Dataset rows
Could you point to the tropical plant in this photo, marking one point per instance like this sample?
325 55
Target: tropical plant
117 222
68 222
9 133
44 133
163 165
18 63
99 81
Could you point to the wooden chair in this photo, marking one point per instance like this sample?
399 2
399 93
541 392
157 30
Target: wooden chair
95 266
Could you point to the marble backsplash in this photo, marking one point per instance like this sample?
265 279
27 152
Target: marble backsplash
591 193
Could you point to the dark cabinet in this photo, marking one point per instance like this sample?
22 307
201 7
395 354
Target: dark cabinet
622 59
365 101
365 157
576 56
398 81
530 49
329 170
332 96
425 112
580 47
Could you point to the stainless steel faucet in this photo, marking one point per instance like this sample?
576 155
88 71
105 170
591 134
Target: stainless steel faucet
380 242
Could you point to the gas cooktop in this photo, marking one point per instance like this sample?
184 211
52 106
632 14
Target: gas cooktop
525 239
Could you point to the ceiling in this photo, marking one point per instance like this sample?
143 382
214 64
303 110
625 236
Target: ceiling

▶ Problem: Lay out every line of the records above as a Markdown table with the columns Row and Record line. Number the lines in order and skip any blank lines.

▶ Exercise response:
| Row | Record line |
|---|---|
| 1 | Could you point to the tropical plant in this photo, marking one point per instance like this sample? |
| 2 | 325 55 |
| 3 | Target: tropical plant |
| 4 | 117 222 |
| 5 | 68 222 |
| 6 | 9 133 |
| 7 | 44 133 |
| 8 | 163 165 |
| 9 | 18 63 |
| 10 | 99 81 |
| 11 | Could you point to the wooden chair in this photo, marking one point per instance like this sample? |
| 12 | 399 2 |
| 13 | 399 93 |
| 14 | 541 392 |
| 15 | 157 30 |
| 16 | Target: wooden chair |
| 17 | 95 266 |
| 18 | Could you point to the marble backsplash in this photo, marking one point per instance like this sample? |
| 19 | 265 279 |
| 20 | 27 152 |
| 21 | Target: marble backsplash |
| 22 | 591 193 |
| 23 | Could you point to the dark cabinet in this photo, marking one point per instance like this sample? |
| 24 | 22 307 |
| 25 | 201 7 |
| 26 | 395 354 |
| 27 | Target: dark cabinet |
| 28 | 622 59 |
| 29 | 365 101 |
| 30 | 365 157 |
| 31 | 576 56 |
| 32 | 398 81 |
| 33 | 530 49 |
| 34 | 329 170 |
| 35 | 332 96 |
| 36 | 425 112 |
| 37 | 580 47 |
| 38 | Could you point to the stainless steel faucet in this photo, marking one point per instance like this sample? |
| 39 | 576 155 |
| 40 | 88 71 |
| 41 | 105 170 |
| 42 | 591 134 |
| 43 | Target: stainless steel faucet |
| 44 | 380 242 |
| 45 | Could you point to the gas cooktop in this photo, marking one point per instance like this sample? |
| 46 | 184 211 |
| 47 | 52 106 |
| 48 | 632 14 |
| 49 | Target: gas cooktop |
| 50 | 525 239 |
| 51 | Could you point to the ceiling in this photo, marking one point per instance like this sample? |
| 52 | 143 382 |
| 53 | 214 64 |
| 54 | 303 110 |
| 55 | 625 236 |
| 56 | Target: ceiling |